__SUPPLIED RECORDS__

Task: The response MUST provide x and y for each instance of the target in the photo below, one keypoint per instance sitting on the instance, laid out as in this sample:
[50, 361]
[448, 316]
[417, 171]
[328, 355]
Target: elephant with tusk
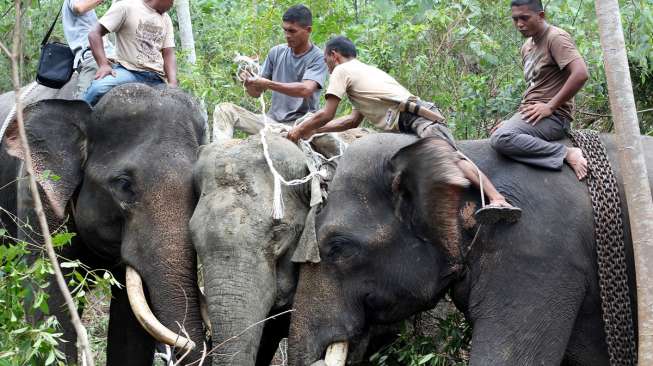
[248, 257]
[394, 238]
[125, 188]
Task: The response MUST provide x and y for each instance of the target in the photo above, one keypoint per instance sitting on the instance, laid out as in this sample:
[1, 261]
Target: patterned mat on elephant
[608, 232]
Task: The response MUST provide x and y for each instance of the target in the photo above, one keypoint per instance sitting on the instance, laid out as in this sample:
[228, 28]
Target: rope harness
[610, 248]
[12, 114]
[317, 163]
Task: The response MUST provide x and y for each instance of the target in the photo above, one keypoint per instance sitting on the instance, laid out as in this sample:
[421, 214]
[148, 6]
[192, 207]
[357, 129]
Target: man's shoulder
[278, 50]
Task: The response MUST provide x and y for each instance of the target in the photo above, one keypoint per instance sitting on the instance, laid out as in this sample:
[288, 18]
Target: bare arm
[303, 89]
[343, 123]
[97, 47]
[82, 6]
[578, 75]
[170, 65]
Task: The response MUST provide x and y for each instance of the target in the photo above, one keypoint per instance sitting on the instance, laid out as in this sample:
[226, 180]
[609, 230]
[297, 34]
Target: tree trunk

__TASK STATEMENT__
A word-for-word copy of the entries above is what is needed, without any images.

__RESULT OF THE TASK__
Task: The response MUST provide x and y for each instance of the target in the photo below, one keypoint per instance sitting on the instance, laid out as in this sample:
[50, 361]
[448, 316]
[417, 171]
[328, 355]
Target: elephant with tusk
[248, 257]
[394, 238]
[125, 188]
Task: The response MUST provide x and y for each instance of the target in the photo above, one keypoint per instance sitting on the instance, laid out as in this sample:
[1, 261]
Target: patterned mat on elephant
[608, 232]
Task: The response MUST provide x and y for each instance of the target in the photo above, one keypoint per instance sitting on the instance, laid out as in this sample:
[228, 28]
Target: rope harness
[610, 248]
[12, 114]
[317, 163]
Task: The response MUST provide x and y for each instance of the target in the photo above, one keypoint per instance sitting on the instance, laid out as in this sample:
[421, 214]
[148, 6]
[192, 207]
[357, 129]
Target: man's shoulder
[278, 50]
Task: The response MUST provide x and y for each instance of the target in the photo above, one keypoint per instance sitting on the instance, laid out as in this sample:
[288, 18]
Target: bare arm
[303, 89]
[343, 123]
[97, 47]
[82, 6]
[578, 75]
[170, 65]
Task: The response MUST provide x and y for each instance of the target in the photo above, one keypoint per instance sitting on the instance, laid out as in this sample:
[226, 180]
[609, 230]
[297, 34]
Target: tree trunk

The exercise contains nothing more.